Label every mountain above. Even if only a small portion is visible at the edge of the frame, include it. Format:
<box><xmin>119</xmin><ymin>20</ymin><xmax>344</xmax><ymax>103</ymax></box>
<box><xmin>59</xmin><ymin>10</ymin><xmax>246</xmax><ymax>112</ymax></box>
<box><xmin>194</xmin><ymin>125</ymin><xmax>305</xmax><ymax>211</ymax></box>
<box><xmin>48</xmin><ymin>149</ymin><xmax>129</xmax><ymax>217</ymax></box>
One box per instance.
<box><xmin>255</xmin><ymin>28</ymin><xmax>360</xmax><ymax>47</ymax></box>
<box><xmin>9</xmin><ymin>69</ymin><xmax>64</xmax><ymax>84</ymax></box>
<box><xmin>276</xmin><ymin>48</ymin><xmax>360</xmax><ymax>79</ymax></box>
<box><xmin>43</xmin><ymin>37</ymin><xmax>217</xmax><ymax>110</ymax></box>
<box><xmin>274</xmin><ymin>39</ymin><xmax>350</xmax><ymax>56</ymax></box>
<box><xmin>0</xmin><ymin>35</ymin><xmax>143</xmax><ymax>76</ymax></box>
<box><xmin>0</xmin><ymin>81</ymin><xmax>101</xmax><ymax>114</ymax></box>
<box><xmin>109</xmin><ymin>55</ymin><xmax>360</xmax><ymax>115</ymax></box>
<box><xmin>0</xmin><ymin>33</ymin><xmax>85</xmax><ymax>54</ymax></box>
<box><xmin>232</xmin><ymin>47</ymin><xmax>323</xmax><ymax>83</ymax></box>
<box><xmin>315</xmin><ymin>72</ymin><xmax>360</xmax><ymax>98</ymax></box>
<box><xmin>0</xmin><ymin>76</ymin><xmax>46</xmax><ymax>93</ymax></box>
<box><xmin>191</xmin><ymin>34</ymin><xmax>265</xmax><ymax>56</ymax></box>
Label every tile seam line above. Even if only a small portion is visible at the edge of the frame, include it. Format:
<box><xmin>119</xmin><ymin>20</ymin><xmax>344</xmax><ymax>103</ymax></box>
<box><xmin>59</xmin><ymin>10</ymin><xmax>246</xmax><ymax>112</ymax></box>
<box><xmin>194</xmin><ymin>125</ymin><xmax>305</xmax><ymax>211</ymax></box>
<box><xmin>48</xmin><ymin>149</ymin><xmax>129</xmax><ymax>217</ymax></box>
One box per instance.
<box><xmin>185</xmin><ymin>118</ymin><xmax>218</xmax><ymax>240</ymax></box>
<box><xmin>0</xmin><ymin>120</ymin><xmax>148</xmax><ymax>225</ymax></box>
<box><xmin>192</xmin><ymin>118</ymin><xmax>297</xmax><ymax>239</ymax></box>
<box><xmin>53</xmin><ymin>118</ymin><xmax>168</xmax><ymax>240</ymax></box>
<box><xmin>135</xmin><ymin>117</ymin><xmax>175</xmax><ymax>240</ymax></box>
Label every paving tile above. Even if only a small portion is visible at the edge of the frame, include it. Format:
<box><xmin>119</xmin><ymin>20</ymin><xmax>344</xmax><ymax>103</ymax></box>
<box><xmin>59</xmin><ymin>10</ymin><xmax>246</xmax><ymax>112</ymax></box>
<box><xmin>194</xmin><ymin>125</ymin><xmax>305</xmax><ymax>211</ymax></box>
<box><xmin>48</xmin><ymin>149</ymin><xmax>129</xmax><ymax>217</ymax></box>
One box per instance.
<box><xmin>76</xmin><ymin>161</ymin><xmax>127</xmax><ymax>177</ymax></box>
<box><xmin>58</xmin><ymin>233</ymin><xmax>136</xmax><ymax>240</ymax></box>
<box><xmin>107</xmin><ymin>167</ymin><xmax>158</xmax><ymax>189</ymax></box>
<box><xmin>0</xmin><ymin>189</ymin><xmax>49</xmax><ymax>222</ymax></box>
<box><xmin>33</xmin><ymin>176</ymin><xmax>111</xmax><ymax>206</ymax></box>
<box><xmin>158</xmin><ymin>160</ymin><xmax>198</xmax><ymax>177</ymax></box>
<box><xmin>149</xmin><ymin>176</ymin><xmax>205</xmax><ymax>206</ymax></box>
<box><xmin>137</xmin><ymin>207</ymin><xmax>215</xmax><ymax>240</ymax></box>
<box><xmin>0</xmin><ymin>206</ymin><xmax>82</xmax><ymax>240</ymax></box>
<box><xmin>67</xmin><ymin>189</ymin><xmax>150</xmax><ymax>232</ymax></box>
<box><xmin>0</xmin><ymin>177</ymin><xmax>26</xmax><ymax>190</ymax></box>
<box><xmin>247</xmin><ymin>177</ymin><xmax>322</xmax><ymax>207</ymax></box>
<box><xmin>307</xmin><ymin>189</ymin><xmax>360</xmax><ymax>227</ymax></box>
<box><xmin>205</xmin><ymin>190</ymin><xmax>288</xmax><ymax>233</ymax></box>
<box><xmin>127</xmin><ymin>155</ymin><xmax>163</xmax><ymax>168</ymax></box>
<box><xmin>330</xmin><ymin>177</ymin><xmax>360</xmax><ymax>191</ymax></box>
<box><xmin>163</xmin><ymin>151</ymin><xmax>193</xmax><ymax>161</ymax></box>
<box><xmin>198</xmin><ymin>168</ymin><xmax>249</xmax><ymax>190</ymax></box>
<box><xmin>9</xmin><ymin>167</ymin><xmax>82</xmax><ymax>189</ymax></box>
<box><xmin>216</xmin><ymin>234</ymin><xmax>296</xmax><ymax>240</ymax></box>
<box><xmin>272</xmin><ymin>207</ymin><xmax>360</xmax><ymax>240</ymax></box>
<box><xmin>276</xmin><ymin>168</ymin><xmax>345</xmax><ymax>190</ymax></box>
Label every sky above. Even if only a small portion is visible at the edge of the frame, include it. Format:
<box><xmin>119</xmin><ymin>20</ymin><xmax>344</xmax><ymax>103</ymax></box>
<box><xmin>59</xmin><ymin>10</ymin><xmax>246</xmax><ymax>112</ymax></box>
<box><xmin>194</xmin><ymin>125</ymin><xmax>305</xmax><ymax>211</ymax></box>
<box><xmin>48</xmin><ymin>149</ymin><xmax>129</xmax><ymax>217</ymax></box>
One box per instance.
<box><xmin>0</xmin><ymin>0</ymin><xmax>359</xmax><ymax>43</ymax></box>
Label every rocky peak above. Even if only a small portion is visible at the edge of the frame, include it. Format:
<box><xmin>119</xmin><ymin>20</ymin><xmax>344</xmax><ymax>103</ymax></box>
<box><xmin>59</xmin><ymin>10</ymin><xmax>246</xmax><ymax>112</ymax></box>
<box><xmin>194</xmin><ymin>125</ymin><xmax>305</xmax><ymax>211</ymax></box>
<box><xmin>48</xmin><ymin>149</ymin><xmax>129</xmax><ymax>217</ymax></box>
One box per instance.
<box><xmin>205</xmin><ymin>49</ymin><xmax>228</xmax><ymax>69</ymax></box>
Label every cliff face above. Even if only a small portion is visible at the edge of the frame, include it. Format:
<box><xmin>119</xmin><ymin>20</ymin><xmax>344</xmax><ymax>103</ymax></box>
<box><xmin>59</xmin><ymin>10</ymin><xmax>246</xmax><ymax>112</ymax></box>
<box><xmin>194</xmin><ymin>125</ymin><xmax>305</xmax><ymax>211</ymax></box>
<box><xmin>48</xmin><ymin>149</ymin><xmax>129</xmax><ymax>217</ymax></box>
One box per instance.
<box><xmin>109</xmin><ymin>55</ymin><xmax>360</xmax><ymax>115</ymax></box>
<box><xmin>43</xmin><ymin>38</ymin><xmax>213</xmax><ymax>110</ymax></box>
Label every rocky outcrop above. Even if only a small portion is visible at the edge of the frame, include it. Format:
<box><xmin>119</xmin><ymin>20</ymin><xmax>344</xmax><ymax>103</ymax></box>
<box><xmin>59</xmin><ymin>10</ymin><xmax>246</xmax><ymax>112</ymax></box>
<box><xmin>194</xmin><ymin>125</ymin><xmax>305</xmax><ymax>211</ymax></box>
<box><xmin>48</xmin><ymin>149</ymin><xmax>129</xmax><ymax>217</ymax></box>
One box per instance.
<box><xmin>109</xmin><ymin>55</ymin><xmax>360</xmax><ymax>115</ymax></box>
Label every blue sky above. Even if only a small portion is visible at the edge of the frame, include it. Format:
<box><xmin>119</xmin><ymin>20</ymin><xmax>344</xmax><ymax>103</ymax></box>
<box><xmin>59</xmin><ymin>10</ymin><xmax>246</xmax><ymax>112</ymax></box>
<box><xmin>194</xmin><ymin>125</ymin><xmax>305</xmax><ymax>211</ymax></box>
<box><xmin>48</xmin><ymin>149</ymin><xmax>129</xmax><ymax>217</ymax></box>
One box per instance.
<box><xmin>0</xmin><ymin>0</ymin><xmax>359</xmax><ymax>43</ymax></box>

+ + + +

# [Task item]
Note every line of the entries in which "rocky" appears, and copy it down.

# [Expected output]
Label every rocky peak above. Even if only a small portion is visible at the edge of the frame, include it. Format:
Label every rocky outcrop above. Even if only a small portion is visible at the edge of the frame, include it. Format:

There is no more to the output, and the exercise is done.